> **DATASET ROWS**:
——————

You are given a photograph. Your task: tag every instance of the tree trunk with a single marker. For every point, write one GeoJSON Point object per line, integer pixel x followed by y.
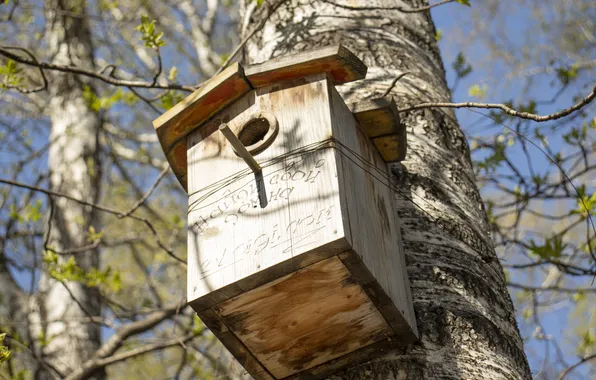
{"type": "Point", "coordinates": [464, 313]}
{"type": "Point", "coordinates": [66, 307]}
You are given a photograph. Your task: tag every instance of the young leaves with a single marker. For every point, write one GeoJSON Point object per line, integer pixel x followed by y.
{"type": "Point", "coordinates": [149, 34]}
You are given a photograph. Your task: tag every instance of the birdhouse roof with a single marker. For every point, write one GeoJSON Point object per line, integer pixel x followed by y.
{"type": "Point", "coordinates": [172, 128]}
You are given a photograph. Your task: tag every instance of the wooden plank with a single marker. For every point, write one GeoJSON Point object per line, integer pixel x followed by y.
{"type": "Point", "coordinates": [376, 236]}
{"type": "Point", "coordinates": [304, 319]}
{"type": "Point", "coordinates": [174, 125]}
{"type": "Point", "coordinates": [391, 147]}
{"type": "Point", "coordinates": [336, 61]}
{"type": "Point", "coordinates": [354, 358]}
{"type": "Point", "coordinates": [231, 237]}
{"type": "Point", "coordinates": [377, 117]}
{"type": "Point", "coordinates": [397, 319]}
{"type": "Point", "coordinates": [234, 345]}
{"type": "Point", "coordinates": [270, 274]}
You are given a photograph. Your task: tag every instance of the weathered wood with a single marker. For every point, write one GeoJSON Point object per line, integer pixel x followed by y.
{"type": "Point", "coordinates": [230, 236]}
{"type": "Point", "coordinates": [392, 147]}
{"type": "Point", "coordinates": [240, 149]}
{"type": "Point", "coordinates": [305, 319]}
{"type": "Point", "coordinates": [365, 187]}
{"type": "Point", "coordinates": [337, 61]}
{"type": "Point", "coordinates": [173, 126]}
{"type": "Point", "coordinates": [377, 117]}
{"type": "Point", "coordinates": [380, 121]}
{"type": "Point", "coordinates": [231, 341]}
{"type": "Point", "coordinates": [301, 281]}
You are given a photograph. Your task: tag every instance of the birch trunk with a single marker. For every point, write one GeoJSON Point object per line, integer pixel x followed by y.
{"type": "Point", "coordinates": [65, 308]}
{"type": "Point", "coordinates": [464, 313]}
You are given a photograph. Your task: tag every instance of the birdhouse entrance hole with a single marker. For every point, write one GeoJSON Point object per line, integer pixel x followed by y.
{"type": "Point", "coordinates": [315, 279]}
{"type": "Point", "coordinates": [258, 132]}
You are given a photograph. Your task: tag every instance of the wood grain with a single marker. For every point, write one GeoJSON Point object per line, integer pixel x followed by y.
{"type": "Point", "coordinates": [375, 231]}
{"type": "Point", "coordinates": [380, 121]}
{"type": "Point", "coordinates": [377, 117]}
{"type": "Point", "coordinates": [307, 318]}
{"type": "Point", "coordinates": [338, 62]}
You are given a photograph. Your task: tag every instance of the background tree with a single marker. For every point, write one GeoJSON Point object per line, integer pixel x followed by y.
{"type": "Point", "coordinates": [92, 246]}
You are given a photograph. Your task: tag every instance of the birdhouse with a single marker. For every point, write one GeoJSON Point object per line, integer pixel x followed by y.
{"type": "Point", "coordinates": [295, 259]}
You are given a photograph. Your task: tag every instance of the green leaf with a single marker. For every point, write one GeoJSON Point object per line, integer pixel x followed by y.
{"type": "Point", "coordinates": [93, 236]}
{"type": "Point", "coordinates": [149, 34]}
{"type": "Point", "coordinates": [552, 248]}
{"type": "Point", "coordinates": [585, 205]}
{"type": "Point", "coordinates": [461, 66]}
{"type": "Point", "coordinates": [173, 73]}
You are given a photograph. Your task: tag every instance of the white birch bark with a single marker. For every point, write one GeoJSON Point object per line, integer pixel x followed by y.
{"type": "Point", "coordinates": [64, 308]}
{"type": "Point", "coordinates": [464, 313]}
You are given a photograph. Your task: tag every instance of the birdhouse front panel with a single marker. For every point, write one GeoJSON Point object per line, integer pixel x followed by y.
{"type": "Point", "coordinates": [294, 267]}
{"type": "Point", "coordinates": [295, 260]}
{"type": "Point", "coordinates": [241, 224]}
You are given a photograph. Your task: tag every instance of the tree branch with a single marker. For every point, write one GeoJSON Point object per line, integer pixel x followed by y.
{"type": "Point", "coordinates": [4, 50]}
{"type": "Point", "coordinates": [401, 9]}
{"type": "Point", "coordinates": [584, 360]}
{"type": "Point", "coordinates": [101, 358]}
{"type": "Point", "coordinates": [98, 207]}
{"type": "Point", "coordinates": [509, 111]}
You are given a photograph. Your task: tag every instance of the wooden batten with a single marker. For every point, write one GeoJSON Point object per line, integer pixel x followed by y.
{"type": "Point", "coordinates": [315, 280]}
{"type": "Point", "coordinates": [176, 124]}
{"type": "Point", "coordinates": [173, 126]}
{"type": "Point", "coordinates": [339, 63]}
{"type": "Point", "coordinates": [380, 121]}
{"type": "Point", "coordinates": [295, 259]}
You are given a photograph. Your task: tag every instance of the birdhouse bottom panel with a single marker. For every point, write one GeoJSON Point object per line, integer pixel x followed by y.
{"type": "Point", "coordinates": [300, 321]}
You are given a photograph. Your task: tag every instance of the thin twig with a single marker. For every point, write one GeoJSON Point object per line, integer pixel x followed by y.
{"type": "Point", "coordinates": [508, 110]}
{"type": "Point", "coordinates": [261, 24]}
{"type": "Point", "coordinates": [401, 9]}
{"type": "Point", "coordinates": [392, 84]}
{"type": "Point", "coordinates": [584, 360]}
{"type": "Point", "coordinates": [98, 207]}
{"type": "Point", "coordinates": [148, 193]}
{"type": "Point", "coordinates": [4, 50]}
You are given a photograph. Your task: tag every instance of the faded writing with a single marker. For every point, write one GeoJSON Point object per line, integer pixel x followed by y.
{"type": "Point", "coordinates": [279, 241]}
{"type": "Point", "coordinates": [232, 204]}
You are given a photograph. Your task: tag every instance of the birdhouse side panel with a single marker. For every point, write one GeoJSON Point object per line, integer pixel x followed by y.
{"type": "Point", "coordinates": [246, 230]}
{"type": "Point", "coordinates": [376, 237]}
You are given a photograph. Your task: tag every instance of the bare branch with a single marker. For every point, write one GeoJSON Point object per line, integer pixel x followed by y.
{"type": "Point", "coordinates": [401, 9]}
{"type": "Point", "coordinates": [508, 110]}
{"type": "Point", "coordinates": [584, 360]}
{"type": "Point", "coordinates": [98, 207]}
{"type": "Point", "coordinates": [270, 10]}
{"type": "Point", "coordinates": [4, 50]}
{"type": "Point", "coordinates": [101, 358]}
{"type": "Point", "coordinates": [148, 193]}
{"type": "Point", "coordinates": [551, 288]}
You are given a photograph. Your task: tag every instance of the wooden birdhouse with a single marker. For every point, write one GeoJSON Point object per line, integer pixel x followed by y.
{"type": "Point", "coordinates": [295, 259]}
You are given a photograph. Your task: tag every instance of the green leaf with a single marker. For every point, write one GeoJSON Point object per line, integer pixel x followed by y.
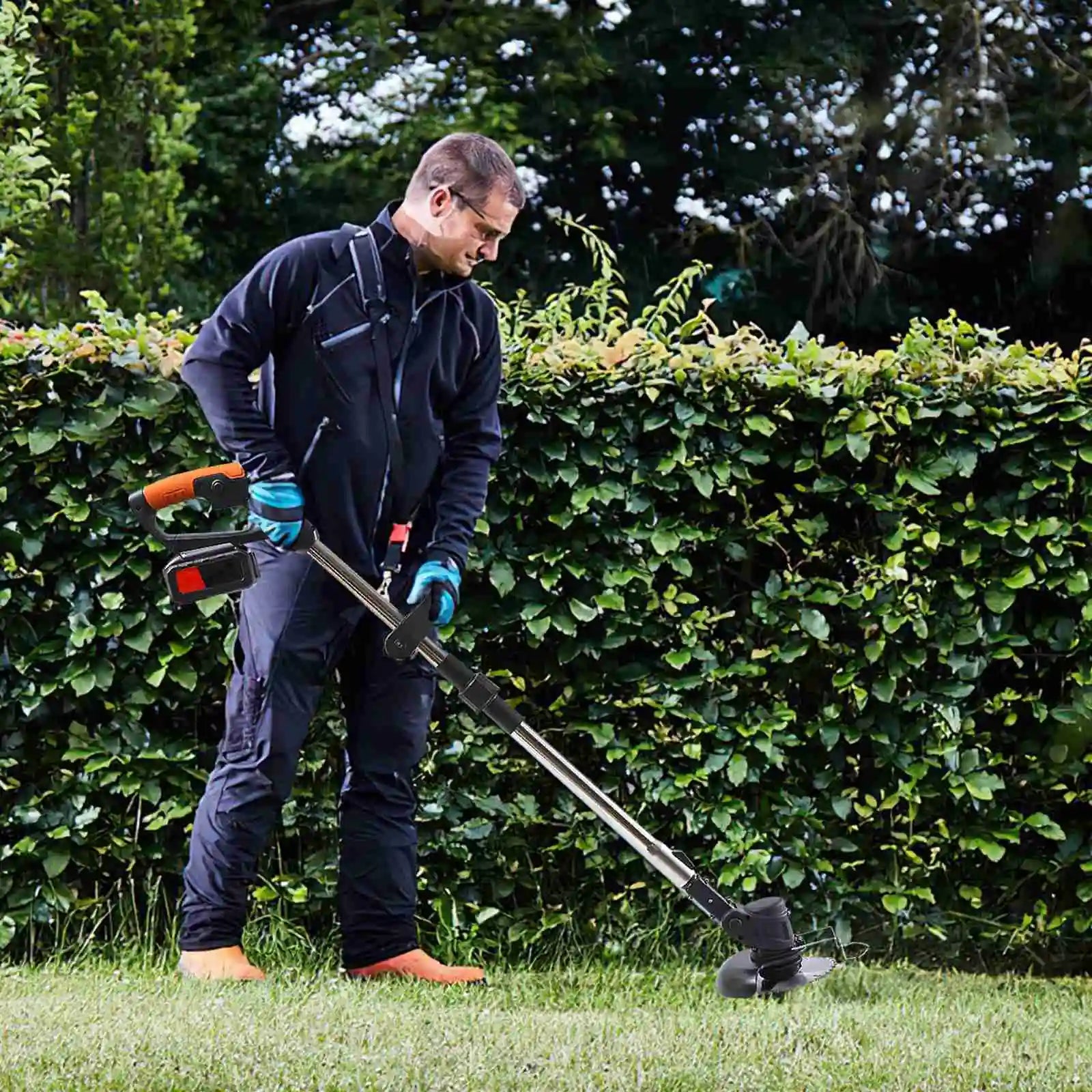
{"type": "Point", "coordinates": [581, 611]}
{"type": "Point", "coordinates": [793, 876]}
{"type": "Point", "coordinates": [85, 682]}
{"type": "Point", "coordinates": [664, 542]}
{"type": "Point", "coordinates": [998, 600]}
{"type": "Point", "coordinates": [884, 689]}
{"type": "Point", "coordinates": [759, 423]}
{"type": "Point", "coordinates": [842, 806]}
{"type": "Point", "coordinates": [184, 675]}
{"type": "Point", "coordinates": [1021, 578]}
{"type": "Point", "coordinates": [611, 601]}
{"type": "Point", "coordinates": [56, 862]}
{"type": "Point", "coordinates": [921, 483]}
{"type": "Point", "coordinates": [737, 769]}
{"type": "Point", "coordinates": [981, 786]}
{"type": "Point", "coordinates": [859, 445]}
{"type": "Point", "coordinates": [43, 440]}
{"type": "Point", "coordinates": [1077, 582]}
{"type": "Point", "coordinates": [704, 482]}
{"type": "Point", "coordinates": [502, 577]}
{"type": "Point", "coordinates": [815, 622]}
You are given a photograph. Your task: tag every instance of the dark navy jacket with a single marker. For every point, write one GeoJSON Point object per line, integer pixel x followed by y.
{"type": "Point", "coordinates": [298, 317]}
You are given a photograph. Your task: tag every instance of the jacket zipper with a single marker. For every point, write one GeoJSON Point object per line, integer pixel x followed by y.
{"type": "Point", "coordinates": [398, 386]}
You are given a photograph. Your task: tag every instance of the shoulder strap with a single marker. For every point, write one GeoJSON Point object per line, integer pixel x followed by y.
{"type": "Point", "coordinates": [373, 289]}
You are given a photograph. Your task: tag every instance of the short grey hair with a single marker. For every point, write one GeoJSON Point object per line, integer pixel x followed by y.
{"type": "Point", "coordinates": [472, 164]}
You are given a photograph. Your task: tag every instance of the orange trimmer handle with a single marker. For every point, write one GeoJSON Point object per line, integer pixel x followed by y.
{"type": "Point", "coordinates": [224, 486]}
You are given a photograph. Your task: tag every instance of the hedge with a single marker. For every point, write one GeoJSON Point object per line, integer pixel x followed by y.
{"type": "Point", "coordinates": [818, 618]}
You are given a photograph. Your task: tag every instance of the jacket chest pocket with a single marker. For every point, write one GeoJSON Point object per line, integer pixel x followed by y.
{"type": "Point", "coordinates": [347, 360]}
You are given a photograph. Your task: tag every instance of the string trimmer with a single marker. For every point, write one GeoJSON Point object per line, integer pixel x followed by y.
{"type": "Point", "coordinates": [218, 562]}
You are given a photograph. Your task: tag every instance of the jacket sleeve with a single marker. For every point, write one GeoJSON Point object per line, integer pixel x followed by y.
{"type": "Point", "coordinates": [473, 444]}
{"type": "Point", "coordinates": [250, 322]}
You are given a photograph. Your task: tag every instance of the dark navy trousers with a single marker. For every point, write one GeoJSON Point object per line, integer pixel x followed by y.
{"type": "Point", "coordinates": [296, 627]}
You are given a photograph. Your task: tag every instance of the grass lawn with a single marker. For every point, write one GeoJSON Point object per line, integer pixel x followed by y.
{"type": "Point", "coordinates": [104, 1026]}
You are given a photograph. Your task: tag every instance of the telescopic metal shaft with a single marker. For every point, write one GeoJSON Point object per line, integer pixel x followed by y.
{"type": "Point", "coordinates": [651, 849]}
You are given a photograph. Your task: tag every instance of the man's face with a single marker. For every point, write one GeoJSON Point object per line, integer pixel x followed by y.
{"type": "Point", "coordinates": [459, 235]}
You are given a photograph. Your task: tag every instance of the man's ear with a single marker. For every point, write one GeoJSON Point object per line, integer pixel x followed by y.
{"type": "Point", "coordinates": [440, 202]}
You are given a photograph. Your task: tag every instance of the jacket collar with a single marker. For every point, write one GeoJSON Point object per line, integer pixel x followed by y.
{"type": "Point", "coordinates": [396, 251]}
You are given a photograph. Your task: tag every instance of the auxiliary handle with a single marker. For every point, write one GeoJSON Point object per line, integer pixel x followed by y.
{"type": "Point", "coordinates": [223, 486]}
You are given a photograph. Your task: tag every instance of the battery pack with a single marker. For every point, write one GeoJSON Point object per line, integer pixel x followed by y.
{"type": "Point", "coordinates": [212, 571]}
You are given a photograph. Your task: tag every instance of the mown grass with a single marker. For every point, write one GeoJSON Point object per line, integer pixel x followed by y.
{"type": "Point", "coordinates": [136, 1026]}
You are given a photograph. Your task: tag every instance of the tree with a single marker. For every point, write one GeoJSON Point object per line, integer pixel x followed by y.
{"type": "Point", "coordinates": [117, 123]}
{"type": "Point", "coordinates": [27, 192]}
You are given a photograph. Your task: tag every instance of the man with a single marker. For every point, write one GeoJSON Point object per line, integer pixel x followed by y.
{"type": "Point", "coordinates": [377, 410]}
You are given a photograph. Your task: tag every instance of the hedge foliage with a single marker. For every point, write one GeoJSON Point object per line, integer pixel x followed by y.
{"type": "Point", "coordinates": [819, 620]}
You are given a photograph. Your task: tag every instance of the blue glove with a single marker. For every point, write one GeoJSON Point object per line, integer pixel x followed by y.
{"type": "Point", "coordinates": [442, 580]}
{"type": "Point", "coordinates": [278, 509]}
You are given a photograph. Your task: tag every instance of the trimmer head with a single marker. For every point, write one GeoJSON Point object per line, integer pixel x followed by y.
{"type": "Point", "coordinates": [742, 975]}
{"type": "Point", "coordinates": [773, 962]}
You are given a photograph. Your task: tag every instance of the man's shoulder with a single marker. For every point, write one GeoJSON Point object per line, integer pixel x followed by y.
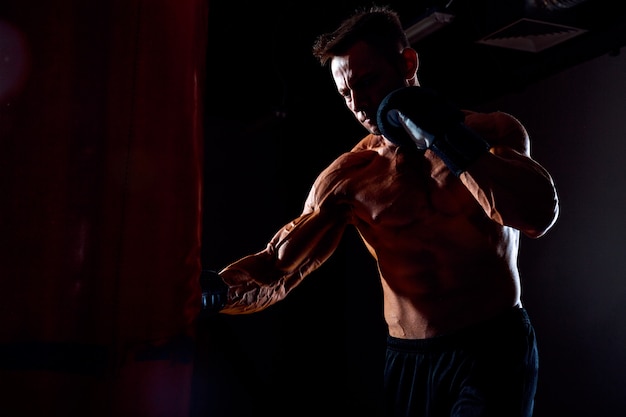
{"type": "Point", "coordinates": [496, 125]}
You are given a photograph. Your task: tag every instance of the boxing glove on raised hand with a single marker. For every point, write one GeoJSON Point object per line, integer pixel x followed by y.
{"type": "Point", "coordinates": [416, 116]}
{"type": "Point", "coordinates": [214, 291]}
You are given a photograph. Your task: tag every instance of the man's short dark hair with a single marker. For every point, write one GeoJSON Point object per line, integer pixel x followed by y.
{"type": "Point", "coordinates": [378, 26]}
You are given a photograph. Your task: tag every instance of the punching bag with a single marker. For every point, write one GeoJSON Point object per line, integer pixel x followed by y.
{"type": "Point", "coordinates": [100, 188]}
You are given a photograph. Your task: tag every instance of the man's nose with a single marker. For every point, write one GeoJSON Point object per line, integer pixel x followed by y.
{"type": "Point", "coordinates": [359, 102]}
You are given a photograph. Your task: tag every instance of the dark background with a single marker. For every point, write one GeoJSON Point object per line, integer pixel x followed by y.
{"type": "Point", "coordinates": [115, 115]}
{"type": "Point", "coordinates": [274, 121]}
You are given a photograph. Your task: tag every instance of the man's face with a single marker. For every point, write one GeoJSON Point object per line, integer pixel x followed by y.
{"type": "Point", "coordinates": [363, 78]}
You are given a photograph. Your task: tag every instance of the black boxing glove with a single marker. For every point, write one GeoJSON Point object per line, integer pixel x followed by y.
{"type": "Point", "coordinates": [416, 116]}
{"type": "Point", "coordinates": [214, 291]}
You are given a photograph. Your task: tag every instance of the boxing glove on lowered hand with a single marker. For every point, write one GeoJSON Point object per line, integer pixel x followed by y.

——————

> **GOAL**: Beginning at the line that holds "glove on raised", write out word for word each line through the end of the records.

> **EXERCISE OUTPUT**:
You are given a photograph. Your task: tag every instance of the boxing glove on raised hand with a single marker. For every point, write one GeoJSON Point object per line, integer pixel x followed by y.
{"type": "Point", "coordinates": [416, 116]}
{"type": "Point", "coordinates": [214, 291]}
You are given a photograph. Your task: tag every instance of the man's short dark hair with a single marker. For every point, write one GeoJSON Point object per line, integer pixel x followed by y.
{"type": "Point", "coordinates": [378, 26]}
You are given a photograph. Your task: tag every instance of the punching bag with a single marker. For every point, write one GeoJSON Point object per line, integer pixel x followed by y.
{"type": "Point", "coordinates": [100, 188]}
You are given a photograph. Your task: tag every instance of the man's nose with a single marker. For every point, write one GeoJSON Point object per line, integer pixel x followed by y.
{"type": "Point", "coordinates": [359, 102]}
You are given a photograph. Your task: tag every instance of the dark background with a single marker. For every point, write one GeoJSON Point object per line, integer pixel x followed by y.
{"type": "Point", "coordinates": [115, 115]}
{"type": "Point", "coordinates": [274, 121]}
You are given a photograph. Your task: tag every instance of the man's face with a single marker. For every point, write one GeoJSON Point object per line, integer pixel x followed by y.
{"type": "Point", "coordinates": [363, 78]}
You are given a photograph. Your task: tag every instance of the black boxing glove with a single marker. For every point, write one GeoJSON Point object per line, integer pixel x followed by y.
{"type": "Point", "coordinates": [416, 116]}
{"type": "Point", "coordinates": [214, 291]}
You are given a photograph. Your task: tag every instance of the boxing glove on lowered hand with a single marker. For every point, write one GeoJSON Point object per line, integer pixel x followed by y.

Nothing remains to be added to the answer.